*REQUIREMENT*: For the records below, count the lines containing the word "arrow" and reply with the number alone.

[[ PROVIDED DATA, beginning ]]

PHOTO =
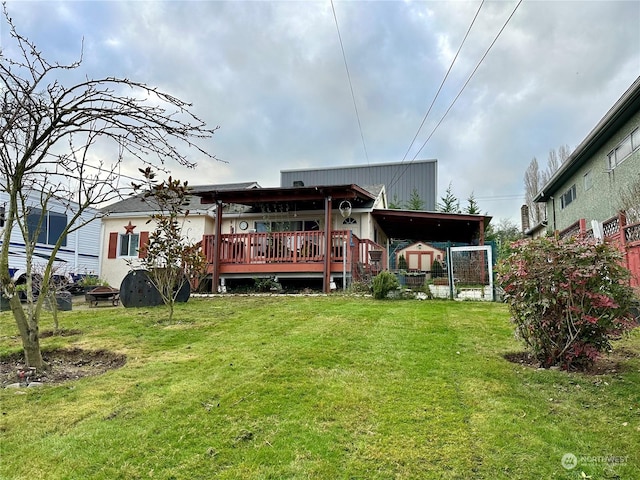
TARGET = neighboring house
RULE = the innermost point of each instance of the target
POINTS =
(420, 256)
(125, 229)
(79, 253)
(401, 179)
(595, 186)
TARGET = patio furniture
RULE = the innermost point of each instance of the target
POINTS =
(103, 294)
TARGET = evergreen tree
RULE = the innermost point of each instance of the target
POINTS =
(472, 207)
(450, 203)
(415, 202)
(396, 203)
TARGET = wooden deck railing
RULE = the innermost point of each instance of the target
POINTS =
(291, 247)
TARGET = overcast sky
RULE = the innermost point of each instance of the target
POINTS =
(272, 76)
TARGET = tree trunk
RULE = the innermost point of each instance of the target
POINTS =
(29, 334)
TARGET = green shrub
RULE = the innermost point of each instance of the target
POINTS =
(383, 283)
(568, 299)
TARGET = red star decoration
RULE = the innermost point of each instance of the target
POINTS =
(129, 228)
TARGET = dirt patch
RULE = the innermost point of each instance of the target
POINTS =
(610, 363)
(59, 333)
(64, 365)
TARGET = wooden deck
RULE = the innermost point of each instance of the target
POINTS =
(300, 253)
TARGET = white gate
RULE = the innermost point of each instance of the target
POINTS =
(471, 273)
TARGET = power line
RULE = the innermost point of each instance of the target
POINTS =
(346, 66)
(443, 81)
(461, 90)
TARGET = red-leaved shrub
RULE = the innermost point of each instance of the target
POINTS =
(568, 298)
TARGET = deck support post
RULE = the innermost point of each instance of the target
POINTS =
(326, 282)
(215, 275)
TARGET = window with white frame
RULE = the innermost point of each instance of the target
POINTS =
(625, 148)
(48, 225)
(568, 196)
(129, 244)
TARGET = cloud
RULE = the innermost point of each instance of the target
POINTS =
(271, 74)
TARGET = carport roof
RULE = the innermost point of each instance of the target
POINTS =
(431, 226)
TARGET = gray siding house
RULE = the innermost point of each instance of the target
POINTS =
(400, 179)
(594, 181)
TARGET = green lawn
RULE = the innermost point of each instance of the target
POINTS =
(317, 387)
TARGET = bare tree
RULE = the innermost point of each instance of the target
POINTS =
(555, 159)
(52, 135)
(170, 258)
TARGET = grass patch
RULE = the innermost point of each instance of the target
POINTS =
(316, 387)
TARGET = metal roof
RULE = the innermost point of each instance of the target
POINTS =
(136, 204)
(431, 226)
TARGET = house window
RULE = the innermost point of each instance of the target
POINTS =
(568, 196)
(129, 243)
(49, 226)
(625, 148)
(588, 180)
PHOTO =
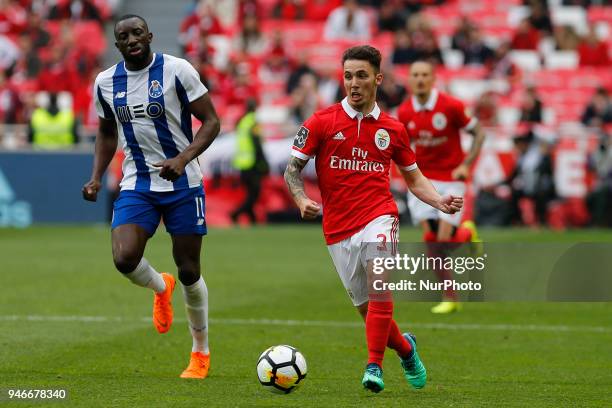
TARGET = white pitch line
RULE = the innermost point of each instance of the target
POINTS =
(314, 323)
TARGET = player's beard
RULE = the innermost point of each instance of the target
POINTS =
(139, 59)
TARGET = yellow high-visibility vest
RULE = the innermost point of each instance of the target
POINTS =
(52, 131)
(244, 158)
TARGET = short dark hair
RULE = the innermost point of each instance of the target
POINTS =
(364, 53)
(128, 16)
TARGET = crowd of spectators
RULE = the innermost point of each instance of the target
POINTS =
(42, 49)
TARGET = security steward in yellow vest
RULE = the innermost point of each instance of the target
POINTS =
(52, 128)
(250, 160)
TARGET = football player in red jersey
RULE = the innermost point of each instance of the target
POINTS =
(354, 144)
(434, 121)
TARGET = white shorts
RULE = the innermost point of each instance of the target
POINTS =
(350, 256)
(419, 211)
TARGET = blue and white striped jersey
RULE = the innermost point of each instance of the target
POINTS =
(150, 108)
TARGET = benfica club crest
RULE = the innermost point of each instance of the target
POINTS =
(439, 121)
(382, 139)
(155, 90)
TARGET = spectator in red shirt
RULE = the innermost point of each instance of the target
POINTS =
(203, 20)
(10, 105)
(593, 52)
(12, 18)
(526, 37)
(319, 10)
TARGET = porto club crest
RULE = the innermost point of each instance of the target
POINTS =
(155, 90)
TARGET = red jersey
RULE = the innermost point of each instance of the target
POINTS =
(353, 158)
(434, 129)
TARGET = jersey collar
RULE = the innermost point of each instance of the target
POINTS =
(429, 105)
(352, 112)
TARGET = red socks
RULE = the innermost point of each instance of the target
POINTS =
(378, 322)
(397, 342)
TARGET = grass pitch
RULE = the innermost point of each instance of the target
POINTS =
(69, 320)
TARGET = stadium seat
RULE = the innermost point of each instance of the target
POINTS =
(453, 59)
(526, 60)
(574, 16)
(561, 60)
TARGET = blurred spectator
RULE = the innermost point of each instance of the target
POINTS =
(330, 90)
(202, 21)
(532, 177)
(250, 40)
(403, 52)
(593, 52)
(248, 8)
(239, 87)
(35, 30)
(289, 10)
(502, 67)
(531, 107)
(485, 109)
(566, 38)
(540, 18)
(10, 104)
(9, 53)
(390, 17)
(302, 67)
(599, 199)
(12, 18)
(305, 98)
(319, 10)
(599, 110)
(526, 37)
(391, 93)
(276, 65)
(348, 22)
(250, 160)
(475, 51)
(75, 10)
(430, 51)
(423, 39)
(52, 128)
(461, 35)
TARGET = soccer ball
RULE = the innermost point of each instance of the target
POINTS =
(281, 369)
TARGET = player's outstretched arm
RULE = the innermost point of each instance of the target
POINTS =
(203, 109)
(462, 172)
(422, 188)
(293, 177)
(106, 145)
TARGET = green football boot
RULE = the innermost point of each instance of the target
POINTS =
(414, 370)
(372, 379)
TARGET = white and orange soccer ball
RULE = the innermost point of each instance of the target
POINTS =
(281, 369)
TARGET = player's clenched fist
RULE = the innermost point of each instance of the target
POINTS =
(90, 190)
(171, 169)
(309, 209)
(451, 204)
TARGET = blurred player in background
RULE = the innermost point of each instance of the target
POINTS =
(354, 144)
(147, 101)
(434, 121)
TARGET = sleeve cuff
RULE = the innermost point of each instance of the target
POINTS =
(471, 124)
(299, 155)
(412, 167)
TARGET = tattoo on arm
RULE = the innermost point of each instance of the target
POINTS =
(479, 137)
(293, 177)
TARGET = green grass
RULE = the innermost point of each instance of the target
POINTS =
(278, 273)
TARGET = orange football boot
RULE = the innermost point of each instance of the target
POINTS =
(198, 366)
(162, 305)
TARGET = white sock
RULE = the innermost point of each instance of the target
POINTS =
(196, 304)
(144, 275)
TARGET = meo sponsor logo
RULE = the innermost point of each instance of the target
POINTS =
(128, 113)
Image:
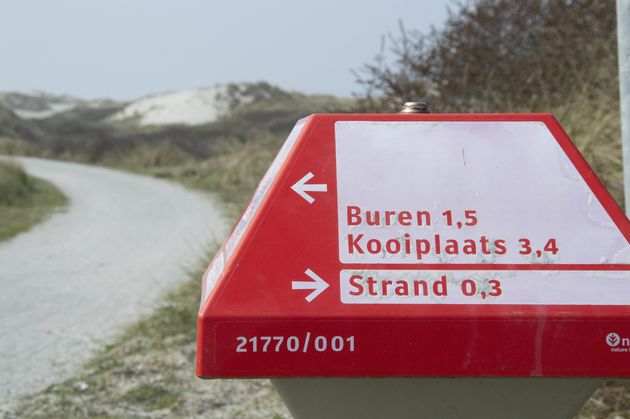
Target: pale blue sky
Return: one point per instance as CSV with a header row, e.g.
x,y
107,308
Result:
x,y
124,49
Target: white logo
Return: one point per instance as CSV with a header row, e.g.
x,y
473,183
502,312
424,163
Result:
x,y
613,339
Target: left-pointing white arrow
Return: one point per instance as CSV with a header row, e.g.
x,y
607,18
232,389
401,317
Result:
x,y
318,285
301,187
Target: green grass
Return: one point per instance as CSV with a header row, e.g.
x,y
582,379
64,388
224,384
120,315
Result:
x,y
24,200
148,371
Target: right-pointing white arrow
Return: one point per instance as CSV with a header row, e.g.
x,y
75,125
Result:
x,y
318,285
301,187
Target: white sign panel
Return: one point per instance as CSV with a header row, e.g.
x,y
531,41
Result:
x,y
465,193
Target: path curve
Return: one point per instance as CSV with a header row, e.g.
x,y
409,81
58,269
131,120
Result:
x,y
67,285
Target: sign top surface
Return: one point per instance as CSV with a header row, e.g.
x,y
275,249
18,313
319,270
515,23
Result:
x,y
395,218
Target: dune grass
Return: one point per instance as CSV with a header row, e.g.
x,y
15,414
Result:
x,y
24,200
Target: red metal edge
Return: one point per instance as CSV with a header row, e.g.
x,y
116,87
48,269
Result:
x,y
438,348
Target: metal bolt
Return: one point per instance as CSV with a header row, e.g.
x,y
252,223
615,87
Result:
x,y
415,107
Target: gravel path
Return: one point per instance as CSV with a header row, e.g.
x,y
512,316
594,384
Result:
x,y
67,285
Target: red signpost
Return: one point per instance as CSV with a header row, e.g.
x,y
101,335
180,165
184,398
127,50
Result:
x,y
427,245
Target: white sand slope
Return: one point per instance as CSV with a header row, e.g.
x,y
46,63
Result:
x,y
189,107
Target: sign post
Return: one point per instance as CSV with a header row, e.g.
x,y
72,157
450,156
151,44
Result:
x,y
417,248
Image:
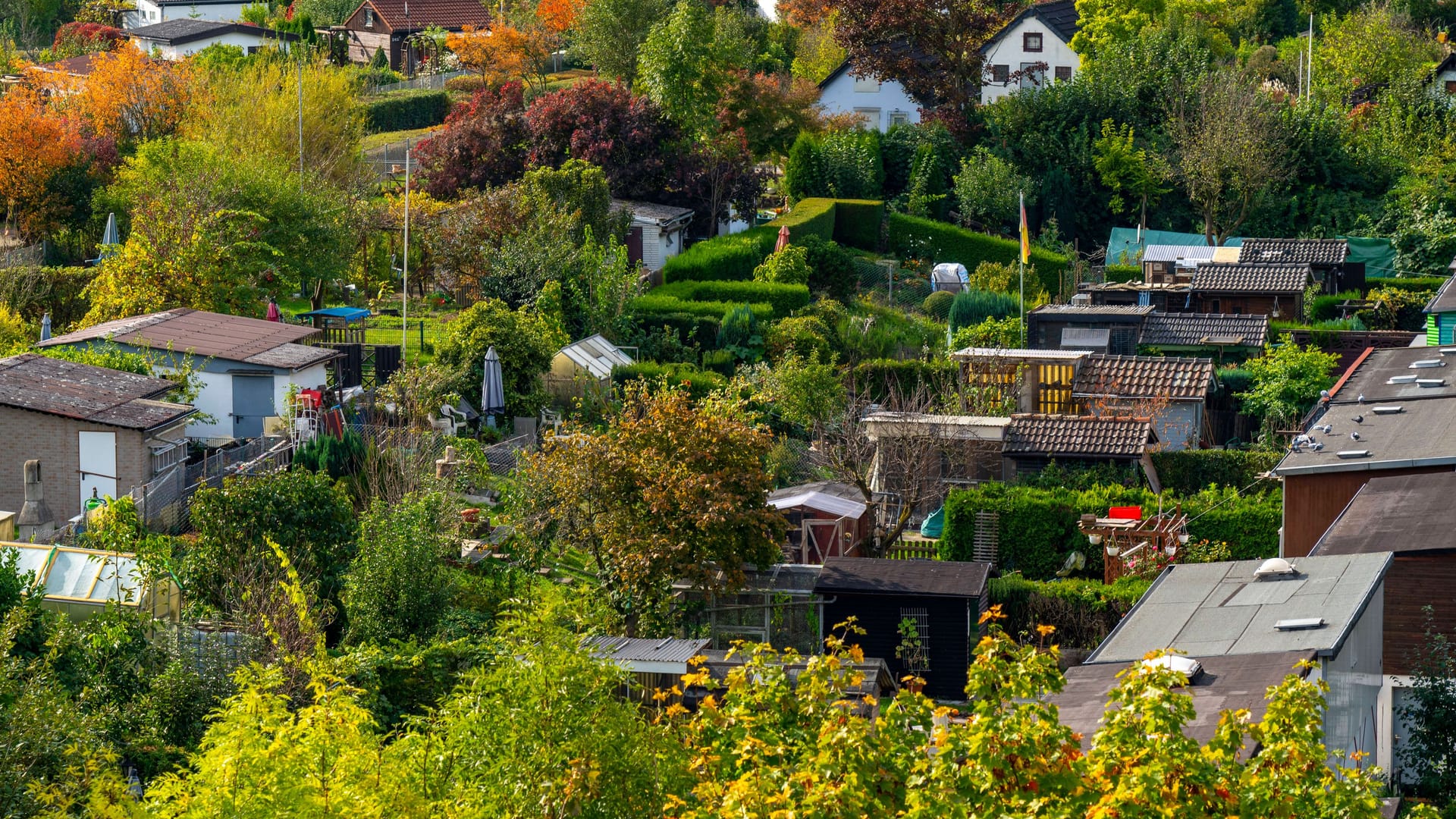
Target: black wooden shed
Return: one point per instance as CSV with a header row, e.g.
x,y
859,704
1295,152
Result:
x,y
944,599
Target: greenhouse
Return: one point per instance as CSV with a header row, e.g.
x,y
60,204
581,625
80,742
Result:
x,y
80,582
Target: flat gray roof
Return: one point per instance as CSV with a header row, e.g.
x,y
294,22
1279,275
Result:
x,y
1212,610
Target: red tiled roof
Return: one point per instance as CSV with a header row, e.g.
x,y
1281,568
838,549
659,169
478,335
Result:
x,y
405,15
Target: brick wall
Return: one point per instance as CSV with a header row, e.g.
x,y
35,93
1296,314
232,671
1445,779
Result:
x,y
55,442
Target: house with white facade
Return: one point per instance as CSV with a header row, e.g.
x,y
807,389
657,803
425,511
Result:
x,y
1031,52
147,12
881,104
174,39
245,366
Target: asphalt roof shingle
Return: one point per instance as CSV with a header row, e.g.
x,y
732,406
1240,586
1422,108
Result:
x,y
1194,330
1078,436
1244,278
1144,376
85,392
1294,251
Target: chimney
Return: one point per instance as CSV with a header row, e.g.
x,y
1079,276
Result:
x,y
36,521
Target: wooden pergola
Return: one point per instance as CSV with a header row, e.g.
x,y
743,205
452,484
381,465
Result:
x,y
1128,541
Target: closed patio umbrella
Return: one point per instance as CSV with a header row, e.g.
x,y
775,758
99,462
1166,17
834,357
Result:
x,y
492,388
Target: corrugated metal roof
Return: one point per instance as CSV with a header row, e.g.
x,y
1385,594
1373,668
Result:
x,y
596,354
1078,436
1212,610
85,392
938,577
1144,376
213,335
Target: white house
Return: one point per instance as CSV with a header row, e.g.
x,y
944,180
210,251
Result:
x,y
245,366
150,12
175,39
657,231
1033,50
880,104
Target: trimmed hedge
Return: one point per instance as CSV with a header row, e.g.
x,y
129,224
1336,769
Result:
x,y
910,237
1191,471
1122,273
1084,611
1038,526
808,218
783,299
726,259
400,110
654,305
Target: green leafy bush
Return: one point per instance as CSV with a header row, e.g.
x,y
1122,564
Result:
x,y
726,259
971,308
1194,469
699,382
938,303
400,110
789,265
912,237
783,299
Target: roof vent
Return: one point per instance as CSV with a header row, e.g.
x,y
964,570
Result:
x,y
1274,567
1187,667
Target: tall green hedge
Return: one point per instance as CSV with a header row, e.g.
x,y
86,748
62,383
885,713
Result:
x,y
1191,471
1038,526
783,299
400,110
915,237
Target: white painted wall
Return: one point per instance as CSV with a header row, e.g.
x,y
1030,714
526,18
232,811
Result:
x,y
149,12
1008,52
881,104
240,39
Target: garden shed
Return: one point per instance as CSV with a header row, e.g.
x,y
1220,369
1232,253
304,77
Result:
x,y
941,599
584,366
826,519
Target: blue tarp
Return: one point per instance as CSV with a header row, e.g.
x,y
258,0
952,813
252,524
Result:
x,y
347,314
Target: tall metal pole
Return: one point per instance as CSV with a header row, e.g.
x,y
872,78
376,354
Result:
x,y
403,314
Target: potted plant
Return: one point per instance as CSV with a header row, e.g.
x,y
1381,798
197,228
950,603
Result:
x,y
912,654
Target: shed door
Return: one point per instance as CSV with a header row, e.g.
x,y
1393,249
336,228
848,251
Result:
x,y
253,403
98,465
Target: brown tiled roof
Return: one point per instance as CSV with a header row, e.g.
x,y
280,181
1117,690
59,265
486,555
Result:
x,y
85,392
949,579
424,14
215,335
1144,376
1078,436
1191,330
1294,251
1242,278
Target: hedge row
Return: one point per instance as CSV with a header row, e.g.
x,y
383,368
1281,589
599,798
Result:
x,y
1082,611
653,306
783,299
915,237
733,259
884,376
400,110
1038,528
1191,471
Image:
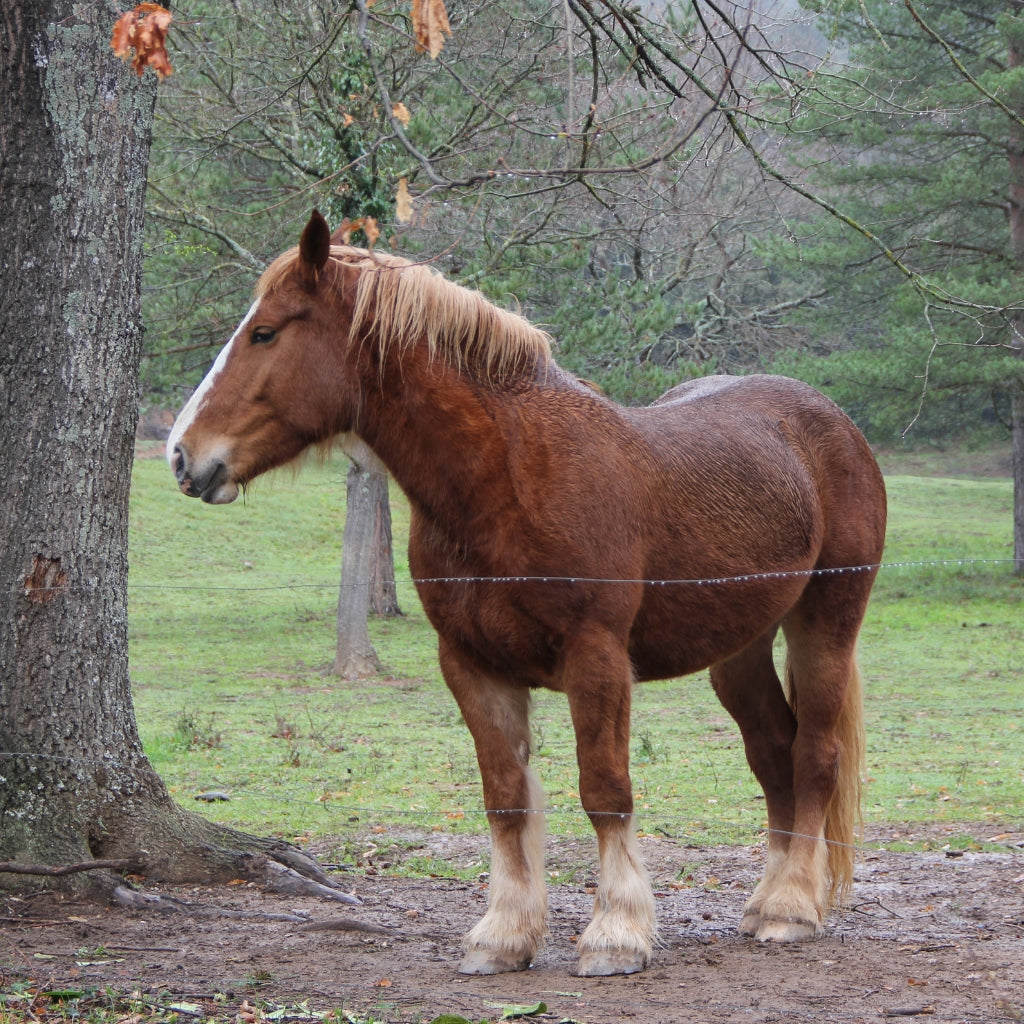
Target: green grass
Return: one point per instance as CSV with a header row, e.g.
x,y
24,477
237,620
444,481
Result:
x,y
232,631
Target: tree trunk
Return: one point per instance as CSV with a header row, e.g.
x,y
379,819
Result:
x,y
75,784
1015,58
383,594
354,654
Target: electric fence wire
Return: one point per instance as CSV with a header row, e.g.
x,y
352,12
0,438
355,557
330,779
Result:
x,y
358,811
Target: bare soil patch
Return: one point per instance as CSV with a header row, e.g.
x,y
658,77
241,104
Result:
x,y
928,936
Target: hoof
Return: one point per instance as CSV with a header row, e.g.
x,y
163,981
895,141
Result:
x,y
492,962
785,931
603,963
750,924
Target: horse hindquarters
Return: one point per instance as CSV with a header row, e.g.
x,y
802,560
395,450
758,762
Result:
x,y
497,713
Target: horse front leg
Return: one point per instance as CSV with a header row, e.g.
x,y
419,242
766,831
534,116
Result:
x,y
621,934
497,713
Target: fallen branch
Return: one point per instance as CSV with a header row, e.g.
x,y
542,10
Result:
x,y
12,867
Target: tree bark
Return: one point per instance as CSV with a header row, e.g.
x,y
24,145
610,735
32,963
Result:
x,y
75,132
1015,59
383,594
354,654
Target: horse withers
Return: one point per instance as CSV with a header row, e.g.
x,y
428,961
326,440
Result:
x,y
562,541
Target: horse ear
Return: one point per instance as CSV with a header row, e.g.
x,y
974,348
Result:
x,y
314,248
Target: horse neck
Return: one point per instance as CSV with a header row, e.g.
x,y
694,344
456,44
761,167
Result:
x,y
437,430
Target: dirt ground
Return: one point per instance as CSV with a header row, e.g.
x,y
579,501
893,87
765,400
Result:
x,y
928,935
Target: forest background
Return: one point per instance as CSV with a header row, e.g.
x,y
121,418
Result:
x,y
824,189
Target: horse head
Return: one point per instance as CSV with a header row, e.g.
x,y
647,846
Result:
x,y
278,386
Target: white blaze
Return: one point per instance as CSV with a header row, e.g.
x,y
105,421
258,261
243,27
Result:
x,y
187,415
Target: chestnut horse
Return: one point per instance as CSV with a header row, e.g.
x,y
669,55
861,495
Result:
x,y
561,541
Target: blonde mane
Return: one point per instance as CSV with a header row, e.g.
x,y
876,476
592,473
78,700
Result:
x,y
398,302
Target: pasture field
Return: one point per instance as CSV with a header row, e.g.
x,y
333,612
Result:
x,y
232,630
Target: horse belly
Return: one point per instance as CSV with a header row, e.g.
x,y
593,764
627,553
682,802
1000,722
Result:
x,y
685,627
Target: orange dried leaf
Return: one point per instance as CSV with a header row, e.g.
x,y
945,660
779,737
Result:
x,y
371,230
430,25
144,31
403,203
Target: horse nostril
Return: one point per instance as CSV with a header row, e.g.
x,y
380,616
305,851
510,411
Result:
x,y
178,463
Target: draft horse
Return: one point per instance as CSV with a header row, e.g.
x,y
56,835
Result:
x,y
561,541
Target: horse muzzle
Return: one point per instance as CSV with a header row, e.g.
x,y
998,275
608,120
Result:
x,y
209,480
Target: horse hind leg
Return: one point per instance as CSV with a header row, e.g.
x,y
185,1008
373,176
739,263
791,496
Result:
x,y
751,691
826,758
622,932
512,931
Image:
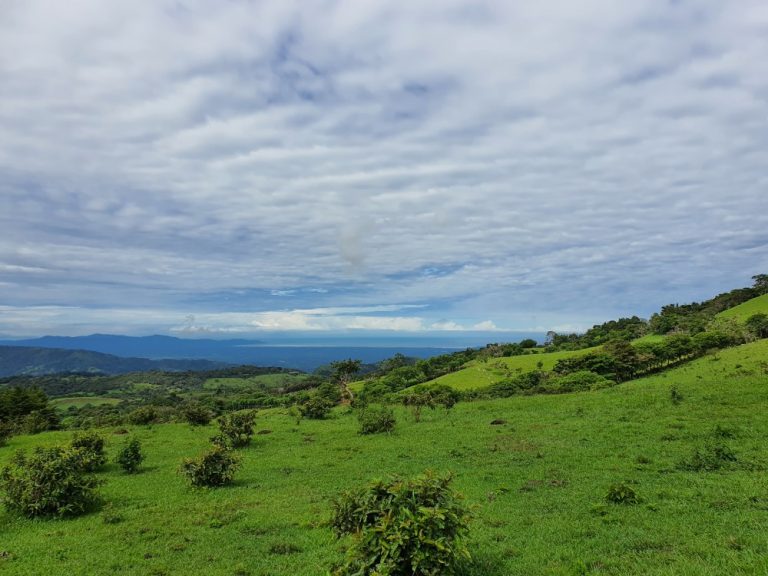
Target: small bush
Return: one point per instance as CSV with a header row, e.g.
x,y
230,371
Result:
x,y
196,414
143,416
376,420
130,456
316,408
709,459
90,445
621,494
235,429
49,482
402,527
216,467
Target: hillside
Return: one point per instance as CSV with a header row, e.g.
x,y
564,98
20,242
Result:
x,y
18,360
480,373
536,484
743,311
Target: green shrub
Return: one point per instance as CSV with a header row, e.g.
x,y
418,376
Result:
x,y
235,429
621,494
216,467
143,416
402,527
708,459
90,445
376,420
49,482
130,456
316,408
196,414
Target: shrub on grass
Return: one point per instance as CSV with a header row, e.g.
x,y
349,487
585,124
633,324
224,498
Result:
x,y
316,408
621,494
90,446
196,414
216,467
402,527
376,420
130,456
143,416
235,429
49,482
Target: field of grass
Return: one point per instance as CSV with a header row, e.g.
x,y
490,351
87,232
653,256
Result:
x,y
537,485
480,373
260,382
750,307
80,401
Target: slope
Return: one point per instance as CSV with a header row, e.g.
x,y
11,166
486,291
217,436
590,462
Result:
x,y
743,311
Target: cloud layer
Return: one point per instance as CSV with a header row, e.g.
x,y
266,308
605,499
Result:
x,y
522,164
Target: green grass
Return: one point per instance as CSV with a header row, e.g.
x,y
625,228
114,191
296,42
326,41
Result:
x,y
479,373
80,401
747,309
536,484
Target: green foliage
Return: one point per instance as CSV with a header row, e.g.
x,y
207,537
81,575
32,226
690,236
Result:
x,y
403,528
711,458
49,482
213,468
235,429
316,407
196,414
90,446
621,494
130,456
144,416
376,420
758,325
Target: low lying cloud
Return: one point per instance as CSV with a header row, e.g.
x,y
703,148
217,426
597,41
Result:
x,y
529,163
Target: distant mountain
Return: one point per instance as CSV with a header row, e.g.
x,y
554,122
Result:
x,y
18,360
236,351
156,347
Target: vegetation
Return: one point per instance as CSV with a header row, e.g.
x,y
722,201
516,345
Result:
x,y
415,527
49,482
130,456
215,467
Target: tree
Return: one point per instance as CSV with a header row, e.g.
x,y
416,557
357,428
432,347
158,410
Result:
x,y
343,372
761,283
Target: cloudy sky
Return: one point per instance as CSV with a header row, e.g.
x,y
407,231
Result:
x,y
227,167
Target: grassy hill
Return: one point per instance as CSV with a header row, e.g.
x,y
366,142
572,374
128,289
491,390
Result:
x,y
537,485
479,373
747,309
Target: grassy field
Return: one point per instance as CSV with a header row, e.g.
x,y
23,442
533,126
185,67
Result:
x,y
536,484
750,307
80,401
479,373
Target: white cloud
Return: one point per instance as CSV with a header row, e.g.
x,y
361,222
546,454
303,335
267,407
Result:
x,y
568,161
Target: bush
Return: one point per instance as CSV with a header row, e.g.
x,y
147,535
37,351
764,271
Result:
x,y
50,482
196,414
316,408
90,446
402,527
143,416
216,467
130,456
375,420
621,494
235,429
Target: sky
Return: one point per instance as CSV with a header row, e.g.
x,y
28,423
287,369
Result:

[[ PROVIDED DATA, end ]]

*THE ANSWER*: 2